### DIRECTION
Rewrite each of the rows below, switching every "region" to "area" and keeping everything else as it is.

··· RECORDS SUPPLIED

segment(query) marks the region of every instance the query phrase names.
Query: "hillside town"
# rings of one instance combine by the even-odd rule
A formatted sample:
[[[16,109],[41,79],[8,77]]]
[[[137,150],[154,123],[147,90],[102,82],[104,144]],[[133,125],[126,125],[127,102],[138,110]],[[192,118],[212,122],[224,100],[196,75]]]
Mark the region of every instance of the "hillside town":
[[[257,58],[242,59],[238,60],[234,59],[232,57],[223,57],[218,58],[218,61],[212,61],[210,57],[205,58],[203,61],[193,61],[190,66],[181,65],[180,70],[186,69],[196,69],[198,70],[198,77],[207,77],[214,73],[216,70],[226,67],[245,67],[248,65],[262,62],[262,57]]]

······

### ANSWER TO THIS PROBLEM
segment(query) marks the area of every instance the query phrase names.
Query: "hillside town"
# rings of one instance combine by the even-odd rule
A formatted sample:
[[[16,109],[41,79],[8,77]]]
[[[137,150],[154,123],[147,90],[102,82],[104,144]],[[133,125],[126,125],[127,102],[138,110]],[[192,118],[212,122],[224,100],[196,75]]]
Mark the area of every instance of the "hillside town":
[[[257,58],[242,59],[238,60],[234,59],[232,57],[223,57],[218,58],[218,61],[212,61],[210,57],[205,58],[203,61],[193,61],[190,66],[181,65],[180,70],[186,69],[196,69],[198,70],[198,77],[207,77],[214,73],[216,70],[226,67],[245,67],[248,65],[262,62],[262,57]]]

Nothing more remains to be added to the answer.